[Opening Selected text section]

“G7 Leaders condemn the threat of nuclear weapons and take concrete action to eliminate them”


On the eve of the G7 summit in Hiroshima, with Nagasaki, the symbolic city of the destruction that nuclear weapons can wreak, political and civil society initiatives for nuclear disarmament are also multiplying in Italy.

This morning [May 18, 2023] saw the Intergroup of the Chamber of Deputies meeting on nuclear disarmament, promoted by the Honorable Laura Boldrini as a venue for institutional discussion on this issue. The meeting was opened by a message from Florian Eblenkamp of the international staff of the International Campaign to Abolish Nuclear Weapons (Nobel Peace Prize 2017), who stressed the crucial importance of parliamentarians’ support for the Campaign because “as legislators, you have significant influence in shaping policy and advancing the cause of disarmament,” and also reminded how “cross-party and transnational collaboration is valuable on this issue.”

[Closing Selected text section]
[Opening Exercise data section]

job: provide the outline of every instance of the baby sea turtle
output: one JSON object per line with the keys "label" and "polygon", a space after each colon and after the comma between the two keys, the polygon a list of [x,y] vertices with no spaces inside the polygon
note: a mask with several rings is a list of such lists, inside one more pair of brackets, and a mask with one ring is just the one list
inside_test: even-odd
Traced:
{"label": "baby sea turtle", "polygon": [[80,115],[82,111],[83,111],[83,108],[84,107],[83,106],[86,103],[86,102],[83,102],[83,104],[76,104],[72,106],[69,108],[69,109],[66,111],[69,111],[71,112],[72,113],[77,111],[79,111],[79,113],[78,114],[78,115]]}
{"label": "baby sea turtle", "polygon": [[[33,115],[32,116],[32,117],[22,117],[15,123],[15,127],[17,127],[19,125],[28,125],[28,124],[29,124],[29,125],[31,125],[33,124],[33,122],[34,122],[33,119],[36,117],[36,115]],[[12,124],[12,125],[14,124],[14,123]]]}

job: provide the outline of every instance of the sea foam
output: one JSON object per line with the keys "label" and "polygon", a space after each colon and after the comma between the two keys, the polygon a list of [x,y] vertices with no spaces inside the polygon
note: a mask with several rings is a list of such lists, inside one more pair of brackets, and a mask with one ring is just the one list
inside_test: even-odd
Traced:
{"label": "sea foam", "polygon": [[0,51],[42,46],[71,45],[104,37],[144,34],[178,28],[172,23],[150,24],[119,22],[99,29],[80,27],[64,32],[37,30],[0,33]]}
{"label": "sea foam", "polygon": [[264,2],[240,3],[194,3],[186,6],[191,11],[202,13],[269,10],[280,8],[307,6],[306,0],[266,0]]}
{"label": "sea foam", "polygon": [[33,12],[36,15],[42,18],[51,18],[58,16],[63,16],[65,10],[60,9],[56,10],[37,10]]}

[Closing Exercise data section]

Task instructions —
[A] List every geographic place named in the nuclear disarmament article.
[B] According to the nuclear disarmament article, who promoted the Intergroup of the Chamber of Deputies meeting on nuclear disarmament?

Per-task answers —
[A] Hiroshima, Nagasaki, Italy

[B] The Honorable Laura Boldrini.